**Source:**
>> Start
(clj 10) The mapify function of (clj 9) revisited
In my previous Clojure post I covered the code example at the end of Chapter 4 of “Clojure for the Brave and True”. Or rather, I focused on a single function in the example, called mapify
, and described how I figured out what it does. At the end of that post I shared my disappointment:
Having done all this work (and writing) I can’t help but feel a bit disappointed. In the end, the function does not seem to do a lot.
And I shared a Python version of that same function, claiming that it basically does the same thing1.
However, less than a week after publishing the post, I got a very kind email by someone named Martin. And “in defence of clojure and to maybe reduce your disappointment” Martin pointed out the two versions are not as equivalent as I claimed, because the Clojure version is more general than the Python version. So I looked at the two version again and the way they are different turned out to be quite interesting - interesting enough to write a follow-up post.
The Cojure version of mapify
The Clojure version looks like this:
(defn mapify [rows] (map (fn [unmapped-row] (reduce (fn [row-map [vamp-key value]] (assoc row-map vamp-key (convert vamp-key value))) {} (map vector vamp-keys unmapped-row))) rows))
It expects an argument similar to:
(["Edward Cullen" "10"] ["Bella Swan" "0"])
and transforms it into a sequence of maps:
[{:name "Edward Cullen" :glitter-index 10} {:name "Bella Swan" :glitter-index 0}]
The main thing to note about the Clojure version are the vamp-keys
and the convert
, which were defined earlier in the example.
The vamp-keys
lists the keys that are used to transform each sequence of the input argument to a map:
(def vamp-keys [:name :glitter-index])
>> End
(Stored data)
>> Start
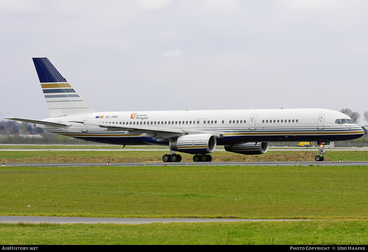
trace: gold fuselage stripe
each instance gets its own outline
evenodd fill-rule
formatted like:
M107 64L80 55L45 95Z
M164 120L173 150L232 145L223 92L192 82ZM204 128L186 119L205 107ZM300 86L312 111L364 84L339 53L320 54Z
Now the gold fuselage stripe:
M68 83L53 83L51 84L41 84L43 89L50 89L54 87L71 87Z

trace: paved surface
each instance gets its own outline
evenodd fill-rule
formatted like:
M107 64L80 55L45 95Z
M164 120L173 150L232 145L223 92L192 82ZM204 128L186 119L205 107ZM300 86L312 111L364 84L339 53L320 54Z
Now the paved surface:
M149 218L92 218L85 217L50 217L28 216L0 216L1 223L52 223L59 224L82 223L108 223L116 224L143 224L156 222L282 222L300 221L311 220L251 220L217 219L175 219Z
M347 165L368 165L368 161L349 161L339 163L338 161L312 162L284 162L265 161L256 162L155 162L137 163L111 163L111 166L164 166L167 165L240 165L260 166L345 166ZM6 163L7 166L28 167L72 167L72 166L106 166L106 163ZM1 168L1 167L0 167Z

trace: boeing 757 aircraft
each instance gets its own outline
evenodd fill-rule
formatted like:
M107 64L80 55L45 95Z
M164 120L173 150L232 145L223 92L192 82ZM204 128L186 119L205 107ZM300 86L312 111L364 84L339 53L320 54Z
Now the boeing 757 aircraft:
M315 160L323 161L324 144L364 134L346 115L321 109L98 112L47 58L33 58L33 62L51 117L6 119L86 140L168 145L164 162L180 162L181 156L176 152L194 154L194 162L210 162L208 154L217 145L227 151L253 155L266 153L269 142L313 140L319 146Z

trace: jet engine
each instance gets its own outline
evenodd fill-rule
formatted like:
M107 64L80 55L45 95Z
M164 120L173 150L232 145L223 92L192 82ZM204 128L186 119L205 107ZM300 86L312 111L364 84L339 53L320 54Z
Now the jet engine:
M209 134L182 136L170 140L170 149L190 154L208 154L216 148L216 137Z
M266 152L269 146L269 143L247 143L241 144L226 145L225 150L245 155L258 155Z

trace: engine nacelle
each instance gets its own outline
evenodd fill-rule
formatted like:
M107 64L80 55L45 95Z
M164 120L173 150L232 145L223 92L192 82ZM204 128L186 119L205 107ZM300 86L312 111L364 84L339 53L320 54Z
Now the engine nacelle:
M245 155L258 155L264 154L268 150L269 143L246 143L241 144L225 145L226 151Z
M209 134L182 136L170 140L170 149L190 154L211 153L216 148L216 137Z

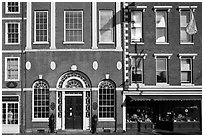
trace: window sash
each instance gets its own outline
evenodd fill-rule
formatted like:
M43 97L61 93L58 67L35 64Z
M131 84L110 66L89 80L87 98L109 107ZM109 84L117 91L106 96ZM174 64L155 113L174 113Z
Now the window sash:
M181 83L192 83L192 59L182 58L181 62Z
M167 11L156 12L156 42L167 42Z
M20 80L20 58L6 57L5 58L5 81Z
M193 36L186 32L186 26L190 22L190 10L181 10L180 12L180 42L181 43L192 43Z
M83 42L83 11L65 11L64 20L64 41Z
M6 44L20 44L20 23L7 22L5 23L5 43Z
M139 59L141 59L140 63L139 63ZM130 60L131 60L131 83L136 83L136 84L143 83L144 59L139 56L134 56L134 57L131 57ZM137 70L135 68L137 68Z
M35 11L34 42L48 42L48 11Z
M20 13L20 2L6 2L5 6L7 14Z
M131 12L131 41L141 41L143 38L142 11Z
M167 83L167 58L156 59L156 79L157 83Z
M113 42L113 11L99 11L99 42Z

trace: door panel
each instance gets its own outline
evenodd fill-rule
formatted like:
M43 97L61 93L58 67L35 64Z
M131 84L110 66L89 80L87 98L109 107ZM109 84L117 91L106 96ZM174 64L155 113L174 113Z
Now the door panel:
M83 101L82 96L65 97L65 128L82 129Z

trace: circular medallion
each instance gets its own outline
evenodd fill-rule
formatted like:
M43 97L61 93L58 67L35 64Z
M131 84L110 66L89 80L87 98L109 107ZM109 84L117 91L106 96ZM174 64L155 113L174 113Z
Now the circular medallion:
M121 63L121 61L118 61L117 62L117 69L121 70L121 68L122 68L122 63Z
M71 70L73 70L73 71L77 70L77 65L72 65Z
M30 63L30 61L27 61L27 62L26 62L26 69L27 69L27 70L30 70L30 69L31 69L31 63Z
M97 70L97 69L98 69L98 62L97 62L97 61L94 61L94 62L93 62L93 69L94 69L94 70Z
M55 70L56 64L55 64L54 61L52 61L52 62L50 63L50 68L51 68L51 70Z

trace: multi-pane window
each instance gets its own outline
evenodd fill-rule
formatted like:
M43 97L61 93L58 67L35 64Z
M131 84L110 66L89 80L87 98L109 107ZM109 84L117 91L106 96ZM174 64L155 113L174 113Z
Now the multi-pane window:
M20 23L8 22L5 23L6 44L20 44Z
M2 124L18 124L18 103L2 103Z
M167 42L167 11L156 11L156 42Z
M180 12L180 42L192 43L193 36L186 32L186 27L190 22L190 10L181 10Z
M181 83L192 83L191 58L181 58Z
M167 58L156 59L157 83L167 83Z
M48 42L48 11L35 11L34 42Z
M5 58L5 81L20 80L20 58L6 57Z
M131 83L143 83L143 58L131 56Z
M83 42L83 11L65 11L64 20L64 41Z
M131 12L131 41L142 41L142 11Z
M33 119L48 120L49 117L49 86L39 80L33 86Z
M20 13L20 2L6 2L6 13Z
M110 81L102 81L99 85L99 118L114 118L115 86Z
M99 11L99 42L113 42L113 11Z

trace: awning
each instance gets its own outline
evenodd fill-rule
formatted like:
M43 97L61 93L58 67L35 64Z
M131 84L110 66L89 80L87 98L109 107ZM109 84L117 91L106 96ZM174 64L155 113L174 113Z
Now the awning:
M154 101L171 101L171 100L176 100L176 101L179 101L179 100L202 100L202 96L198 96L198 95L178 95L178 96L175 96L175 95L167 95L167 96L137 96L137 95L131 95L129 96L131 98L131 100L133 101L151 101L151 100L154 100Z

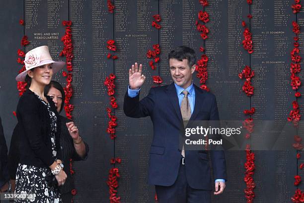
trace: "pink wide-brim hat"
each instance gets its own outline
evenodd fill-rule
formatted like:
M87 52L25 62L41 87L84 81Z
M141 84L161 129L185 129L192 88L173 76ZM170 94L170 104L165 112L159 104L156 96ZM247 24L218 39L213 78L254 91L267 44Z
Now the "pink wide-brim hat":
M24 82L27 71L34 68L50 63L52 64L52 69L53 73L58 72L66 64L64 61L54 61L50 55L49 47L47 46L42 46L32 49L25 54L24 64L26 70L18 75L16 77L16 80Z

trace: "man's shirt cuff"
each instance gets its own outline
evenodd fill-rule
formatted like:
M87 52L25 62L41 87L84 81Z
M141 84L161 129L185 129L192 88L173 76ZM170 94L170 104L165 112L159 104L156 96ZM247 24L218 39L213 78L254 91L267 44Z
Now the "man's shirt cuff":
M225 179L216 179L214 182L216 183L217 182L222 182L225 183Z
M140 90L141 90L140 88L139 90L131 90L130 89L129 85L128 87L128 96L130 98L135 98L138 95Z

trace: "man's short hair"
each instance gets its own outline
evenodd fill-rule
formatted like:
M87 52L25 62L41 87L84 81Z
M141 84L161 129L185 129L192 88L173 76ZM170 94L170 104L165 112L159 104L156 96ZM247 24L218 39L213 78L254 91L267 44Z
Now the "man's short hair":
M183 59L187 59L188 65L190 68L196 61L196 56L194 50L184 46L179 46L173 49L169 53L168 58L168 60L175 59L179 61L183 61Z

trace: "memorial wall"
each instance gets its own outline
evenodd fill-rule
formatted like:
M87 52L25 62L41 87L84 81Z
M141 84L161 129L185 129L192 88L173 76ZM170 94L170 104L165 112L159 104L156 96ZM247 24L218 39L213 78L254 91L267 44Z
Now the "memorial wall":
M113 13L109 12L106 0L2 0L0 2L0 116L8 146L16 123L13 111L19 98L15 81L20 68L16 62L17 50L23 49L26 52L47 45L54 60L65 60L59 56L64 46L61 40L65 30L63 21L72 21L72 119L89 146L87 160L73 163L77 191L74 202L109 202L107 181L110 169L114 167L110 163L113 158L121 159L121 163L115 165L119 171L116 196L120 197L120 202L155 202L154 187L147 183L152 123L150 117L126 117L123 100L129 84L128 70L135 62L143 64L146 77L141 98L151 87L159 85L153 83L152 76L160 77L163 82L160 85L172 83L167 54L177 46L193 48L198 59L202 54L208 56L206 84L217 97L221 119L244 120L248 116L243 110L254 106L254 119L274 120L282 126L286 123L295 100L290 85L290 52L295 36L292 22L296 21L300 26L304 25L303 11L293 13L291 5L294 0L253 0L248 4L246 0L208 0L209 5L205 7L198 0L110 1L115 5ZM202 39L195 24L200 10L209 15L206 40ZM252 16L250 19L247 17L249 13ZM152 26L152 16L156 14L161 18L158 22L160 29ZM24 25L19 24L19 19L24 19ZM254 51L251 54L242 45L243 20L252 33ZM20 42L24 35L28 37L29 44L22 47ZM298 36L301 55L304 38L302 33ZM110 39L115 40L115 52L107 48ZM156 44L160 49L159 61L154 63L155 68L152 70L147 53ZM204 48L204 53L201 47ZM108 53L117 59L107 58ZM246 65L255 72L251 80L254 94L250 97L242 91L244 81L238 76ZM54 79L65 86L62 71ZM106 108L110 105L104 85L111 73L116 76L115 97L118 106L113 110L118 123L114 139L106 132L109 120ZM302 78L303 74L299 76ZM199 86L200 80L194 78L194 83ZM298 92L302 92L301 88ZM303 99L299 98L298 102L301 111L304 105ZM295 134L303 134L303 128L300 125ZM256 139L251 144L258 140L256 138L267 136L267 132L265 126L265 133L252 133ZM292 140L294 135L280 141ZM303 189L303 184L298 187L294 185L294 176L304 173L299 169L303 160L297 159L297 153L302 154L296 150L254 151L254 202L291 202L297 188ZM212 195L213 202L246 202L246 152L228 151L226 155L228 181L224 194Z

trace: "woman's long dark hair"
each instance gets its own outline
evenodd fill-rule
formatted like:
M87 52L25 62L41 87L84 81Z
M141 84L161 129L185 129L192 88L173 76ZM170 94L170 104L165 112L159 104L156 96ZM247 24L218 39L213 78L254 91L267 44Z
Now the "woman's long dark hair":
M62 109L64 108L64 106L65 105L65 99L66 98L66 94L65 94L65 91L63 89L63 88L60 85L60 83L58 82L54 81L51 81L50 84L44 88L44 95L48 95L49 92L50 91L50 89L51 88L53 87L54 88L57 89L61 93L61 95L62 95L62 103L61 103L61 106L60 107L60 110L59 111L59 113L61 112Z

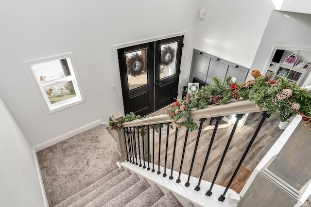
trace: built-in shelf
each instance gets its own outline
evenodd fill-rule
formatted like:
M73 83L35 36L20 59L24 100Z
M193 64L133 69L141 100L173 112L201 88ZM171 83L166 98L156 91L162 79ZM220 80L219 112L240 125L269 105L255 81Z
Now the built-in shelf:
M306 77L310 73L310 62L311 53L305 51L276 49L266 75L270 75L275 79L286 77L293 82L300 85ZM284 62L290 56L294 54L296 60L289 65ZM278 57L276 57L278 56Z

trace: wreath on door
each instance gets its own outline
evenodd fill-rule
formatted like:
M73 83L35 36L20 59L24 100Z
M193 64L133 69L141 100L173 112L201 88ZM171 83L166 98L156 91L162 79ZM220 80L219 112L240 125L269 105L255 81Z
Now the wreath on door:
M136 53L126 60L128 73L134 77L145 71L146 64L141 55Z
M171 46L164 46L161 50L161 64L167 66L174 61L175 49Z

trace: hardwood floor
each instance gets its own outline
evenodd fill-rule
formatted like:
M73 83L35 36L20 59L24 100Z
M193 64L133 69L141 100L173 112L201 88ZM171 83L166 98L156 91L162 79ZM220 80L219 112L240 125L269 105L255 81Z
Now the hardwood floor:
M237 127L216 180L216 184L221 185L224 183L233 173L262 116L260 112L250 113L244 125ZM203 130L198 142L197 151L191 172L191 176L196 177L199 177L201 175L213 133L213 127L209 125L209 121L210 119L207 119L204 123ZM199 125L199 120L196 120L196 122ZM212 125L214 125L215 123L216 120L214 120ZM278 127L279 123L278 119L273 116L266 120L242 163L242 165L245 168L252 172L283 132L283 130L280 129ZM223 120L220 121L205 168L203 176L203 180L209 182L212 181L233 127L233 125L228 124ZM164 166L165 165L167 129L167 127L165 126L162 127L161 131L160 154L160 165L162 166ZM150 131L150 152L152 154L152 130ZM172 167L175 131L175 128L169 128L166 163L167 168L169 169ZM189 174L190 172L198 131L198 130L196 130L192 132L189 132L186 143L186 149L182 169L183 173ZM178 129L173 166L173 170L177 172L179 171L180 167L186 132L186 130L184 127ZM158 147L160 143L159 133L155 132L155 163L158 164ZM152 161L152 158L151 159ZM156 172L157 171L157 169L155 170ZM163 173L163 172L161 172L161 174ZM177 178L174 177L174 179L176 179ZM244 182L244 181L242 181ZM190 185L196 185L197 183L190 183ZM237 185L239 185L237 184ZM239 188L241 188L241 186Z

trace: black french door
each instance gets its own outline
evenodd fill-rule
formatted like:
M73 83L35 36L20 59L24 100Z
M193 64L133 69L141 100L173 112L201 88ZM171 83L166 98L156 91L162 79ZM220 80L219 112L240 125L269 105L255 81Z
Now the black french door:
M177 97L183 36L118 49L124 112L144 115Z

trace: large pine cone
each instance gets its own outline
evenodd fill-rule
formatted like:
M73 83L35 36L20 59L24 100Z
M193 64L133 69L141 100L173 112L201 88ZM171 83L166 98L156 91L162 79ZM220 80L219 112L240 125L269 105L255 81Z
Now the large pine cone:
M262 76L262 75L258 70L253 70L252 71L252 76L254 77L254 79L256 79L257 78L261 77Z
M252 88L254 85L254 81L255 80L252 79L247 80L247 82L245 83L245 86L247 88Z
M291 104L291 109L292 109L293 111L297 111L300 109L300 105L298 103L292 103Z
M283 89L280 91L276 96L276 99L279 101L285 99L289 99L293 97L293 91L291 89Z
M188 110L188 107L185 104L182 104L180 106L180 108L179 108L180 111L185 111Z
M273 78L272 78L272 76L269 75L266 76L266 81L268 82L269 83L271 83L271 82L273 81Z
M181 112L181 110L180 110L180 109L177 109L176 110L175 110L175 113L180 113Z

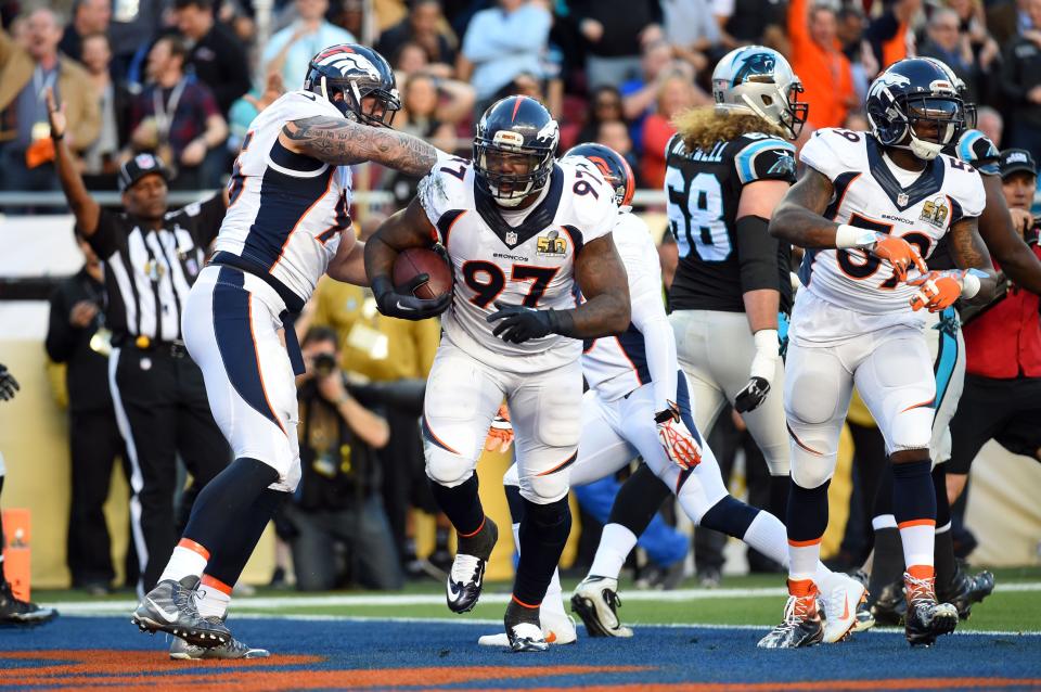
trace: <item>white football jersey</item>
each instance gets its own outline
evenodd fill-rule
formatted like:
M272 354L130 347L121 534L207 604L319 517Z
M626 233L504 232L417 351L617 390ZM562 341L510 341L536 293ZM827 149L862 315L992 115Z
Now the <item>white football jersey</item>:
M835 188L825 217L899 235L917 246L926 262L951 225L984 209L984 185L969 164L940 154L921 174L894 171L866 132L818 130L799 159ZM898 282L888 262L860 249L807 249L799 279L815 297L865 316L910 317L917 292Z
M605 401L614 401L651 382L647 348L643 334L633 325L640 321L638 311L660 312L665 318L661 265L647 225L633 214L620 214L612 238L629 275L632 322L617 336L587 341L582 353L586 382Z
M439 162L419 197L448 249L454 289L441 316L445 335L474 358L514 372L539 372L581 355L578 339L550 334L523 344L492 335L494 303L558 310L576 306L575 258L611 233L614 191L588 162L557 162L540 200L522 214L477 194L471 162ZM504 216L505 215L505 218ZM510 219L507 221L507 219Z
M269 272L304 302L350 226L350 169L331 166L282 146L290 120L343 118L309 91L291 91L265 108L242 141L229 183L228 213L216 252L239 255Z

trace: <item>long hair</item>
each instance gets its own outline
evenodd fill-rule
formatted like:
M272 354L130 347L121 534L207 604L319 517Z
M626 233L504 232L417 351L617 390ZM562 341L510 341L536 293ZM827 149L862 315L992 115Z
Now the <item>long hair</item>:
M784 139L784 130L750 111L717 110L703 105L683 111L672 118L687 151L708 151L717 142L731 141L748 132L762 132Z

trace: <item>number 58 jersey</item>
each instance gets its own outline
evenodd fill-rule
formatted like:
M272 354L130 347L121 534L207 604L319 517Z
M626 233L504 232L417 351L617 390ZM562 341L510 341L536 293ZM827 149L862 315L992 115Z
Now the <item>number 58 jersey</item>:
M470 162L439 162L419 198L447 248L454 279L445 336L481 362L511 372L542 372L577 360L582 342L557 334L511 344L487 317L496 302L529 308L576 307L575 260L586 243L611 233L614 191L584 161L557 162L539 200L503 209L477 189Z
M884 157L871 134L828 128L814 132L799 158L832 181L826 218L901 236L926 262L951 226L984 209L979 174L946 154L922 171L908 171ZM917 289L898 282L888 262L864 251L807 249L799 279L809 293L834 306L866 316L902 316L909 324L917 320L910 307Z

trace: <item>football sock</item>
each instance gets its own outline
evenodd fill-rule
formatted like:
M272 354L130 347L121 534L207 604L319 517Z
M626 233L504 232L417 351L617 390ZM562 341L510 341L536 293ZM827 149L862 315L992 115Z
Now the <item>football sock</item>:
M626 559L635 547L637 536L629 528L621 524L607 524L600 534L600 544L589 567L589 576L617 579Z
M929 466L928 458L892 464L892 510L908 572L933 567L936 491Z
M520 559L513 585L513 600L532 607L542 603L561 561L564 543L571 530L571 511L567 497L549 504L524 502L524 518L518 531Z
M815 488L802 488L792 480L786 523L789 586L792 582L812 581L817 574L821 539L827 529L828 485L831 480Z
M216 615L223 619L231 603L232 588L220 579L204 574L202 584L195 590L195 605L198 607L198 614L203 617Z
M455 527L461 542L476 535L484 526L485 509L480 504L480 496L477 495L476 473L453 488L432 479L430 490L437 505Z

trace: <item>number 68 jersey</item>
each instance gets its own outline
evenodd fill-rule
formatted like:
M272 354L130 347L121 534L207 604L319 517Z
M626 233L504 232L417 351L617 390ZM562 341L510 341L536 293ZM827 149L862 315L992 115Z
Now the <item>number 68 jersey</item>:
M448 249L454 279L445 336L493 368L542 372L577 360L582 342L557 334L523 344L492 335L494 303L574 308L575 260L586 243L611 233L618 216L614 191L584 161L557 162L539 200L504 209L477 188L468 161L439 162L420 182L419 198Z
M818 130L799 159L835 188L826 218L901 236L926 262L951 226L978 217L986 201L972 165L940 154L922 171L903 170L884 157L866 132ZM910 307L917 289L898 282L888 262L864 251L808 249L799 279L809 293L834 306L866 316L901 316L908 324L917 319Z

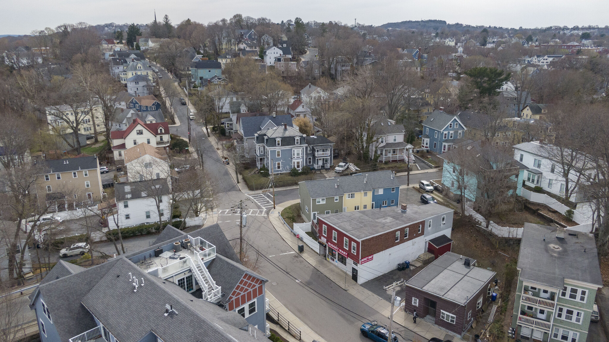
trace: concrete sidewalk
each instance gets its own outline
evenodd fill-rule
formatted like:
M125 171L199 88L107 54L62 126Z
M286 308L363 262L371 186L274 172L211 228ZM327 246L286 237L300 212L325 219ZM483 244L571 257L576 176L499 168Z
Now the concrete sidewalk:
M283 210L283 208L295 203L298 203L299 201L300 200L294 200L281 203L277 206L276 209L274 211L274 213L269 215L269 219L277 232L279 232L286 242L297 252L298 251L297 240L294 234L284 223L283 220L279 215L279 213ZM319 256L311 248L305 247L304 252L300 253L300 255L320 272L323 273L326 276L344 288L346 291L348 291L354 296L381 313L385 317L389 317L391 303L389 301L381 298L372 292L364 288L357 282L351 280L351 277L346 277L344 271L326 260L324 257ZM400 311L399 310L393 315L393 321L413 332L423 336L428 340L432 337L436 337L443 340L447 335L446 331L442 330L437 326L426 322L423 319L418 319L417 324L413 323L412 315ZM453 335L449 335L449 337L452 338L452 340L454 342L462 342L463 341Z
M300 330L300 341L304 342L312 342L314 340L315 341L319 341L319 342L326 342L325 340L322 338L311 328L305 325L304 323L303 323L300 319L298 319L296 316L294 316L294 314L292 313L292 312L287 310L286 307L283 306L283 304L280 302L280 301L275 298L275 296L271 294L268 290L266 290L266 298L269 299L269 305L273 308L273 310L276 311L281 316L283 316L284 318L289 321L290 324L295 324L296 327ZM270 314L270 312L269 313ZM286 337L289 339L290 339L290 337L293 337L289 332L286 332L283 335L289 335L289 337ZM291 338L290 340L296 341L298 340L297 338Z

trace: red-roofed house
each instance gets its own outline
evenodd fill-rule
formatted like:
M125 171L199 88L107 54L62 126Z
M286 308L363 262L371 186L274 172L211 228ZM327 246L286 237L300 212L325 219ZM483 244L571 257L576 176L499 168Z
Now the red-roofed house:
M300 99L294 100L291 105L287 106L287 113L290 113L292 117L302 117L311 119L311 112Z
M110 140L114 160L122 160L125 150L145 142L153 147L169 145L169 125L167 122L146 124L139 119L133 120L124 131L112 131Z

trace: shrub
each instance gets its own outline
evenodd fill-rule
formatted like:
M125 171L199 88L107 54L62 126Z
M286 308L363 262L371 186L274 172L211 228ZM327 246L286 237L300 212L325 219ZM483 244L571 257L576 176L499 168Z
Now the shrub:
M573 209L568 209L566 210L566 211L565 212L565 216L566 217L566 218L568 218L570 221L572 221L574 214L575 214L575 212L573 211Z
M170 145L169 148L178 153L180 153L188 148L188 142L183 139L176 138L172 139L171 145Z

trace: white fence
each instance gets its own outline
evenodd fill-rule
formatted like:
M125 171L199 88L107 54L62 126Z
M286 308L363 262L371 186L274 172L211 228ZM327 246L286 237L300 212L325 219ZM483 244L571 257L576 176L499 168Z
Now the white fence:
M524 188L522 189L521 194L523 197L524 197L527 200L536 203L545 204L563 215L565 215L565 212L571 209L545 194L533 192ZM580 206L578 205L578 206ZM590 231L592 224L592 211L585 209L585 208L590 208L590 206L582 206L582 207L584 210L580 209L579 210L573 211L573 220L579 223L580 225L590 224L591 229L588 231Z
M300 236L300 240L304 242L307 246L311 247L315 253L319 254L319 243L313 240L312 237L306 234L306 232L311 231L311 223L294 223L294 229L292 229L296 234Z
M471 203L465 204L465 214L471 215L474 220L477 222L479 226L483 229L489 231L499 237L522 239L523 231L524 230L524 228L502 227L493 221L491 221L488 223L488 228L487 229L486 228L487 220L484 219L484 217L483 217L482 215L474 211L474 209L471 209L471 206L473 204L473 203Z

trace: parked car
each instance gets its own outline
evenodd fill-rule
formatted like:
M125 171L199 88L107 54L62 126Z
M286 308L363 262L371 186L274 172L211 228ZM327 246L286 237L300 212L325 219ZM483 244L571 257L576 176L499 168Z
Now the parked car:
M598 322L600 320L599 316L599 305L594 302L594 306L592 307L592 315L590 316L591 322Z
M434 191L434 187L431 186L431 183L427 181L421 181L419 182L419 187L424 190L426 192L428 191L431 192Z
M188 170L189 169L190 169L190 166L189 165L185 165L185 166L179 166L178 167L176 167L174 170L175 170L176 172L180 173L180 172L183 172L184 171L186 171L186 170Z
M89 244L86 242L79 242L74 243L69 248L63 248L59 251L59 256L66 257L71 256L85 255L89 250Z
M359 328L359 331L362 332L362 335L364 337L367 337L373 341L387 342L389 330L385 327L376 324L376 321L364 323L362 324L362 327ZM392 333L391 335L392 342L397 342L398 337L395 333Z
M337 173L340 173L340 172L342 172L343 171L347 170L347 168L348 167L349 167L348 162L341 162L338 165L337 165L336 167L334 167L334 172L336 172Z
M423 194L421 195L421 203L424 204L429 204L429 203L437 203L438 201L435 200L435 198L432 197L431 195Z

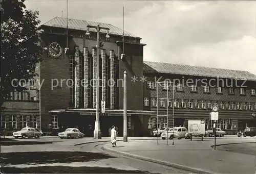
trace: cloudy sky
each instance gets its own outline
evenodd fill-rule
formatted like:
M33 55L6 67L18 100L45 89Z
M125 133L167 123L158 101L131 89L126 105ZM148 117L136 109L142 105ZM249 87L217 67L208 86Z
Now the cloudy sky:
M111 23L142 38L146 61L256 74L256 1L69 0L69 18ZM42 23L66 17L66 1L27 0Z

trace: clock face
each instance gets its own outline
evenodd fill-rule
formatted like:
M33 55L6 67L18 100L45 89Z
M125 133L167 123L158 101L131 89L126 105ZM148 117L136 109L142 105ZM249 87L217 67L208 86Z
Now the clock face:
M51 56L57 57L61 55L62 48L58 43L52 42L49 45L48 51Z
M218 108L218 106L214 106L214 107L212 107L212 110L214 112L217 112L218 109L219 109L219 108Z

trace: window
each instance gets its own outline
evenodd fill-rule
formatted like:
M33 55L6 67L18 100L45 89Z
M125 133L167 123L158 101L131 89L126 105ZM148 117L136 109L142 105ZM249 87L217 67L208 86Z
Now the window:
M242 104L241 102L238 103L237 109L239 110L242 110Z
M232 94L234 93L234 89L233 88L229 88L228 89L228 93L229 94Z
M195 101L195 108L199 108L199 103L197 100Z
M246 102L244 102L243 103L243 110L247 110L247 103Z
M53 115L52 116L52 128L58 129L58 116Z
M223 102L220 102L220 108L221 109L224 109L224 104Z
>> End
**Short problem:** Continue the post about the Clojure mapify function from the point at which it stops. The items above are separate from the post about the Clojure mapify function.

**Response to this exercise:**
So this variable describes our expectations of the input: a name and a glitter index.
The convert
function uses the conversions
variable to convert a value in our map:
(def conversions {:name identity :glitter-index str->int}) (defn convert [vamp-key value] ((get conversions vamp-key) value))
If the key is :name
, it applies the identity
function, i.e. the value is unchanged. If they key is :glitter-index
, it converts the value from a string to an integer. That’s needed, because as you can see above, the argument to mapify
has the glitter index still as a string. So the conversions
variable describes if/how we want to convert the values in our map.
The result of having vamp-keys
and convert
defined separately in this way is that, as Martin writes:
The clojure code is more general and allows to add new columns/keys by just adding the key to the vamp-keys and the column to the data - and probably a conversion to conversions.
The Python version of mapify
My Python version looks like this:
vamp_keys = ["name", "glitter-index"] def mapify(rows): return [ { vamp_keys[0]: row[0], vamp_keys[1]: int(row[1]) } for row in rows ]
Let’s start with the conversion: there is no separate convert
function in my Python version. The conversion happens inside the function. (Inside the return
statement even!)
There is a separate vamp_keys
variable as in the Clojure version, but that variable is not used in the same way. The Python version refers to the items in vamp_keys
by their index, e.g. vamp_keys[0]
. The Clojure version on the other hand, uses map
to loop through the vamp-keys
and the unmapped-row
.
What this means is that if you’d want to add for instance “age” to the data, in the Clojure version you’d only need to add "age"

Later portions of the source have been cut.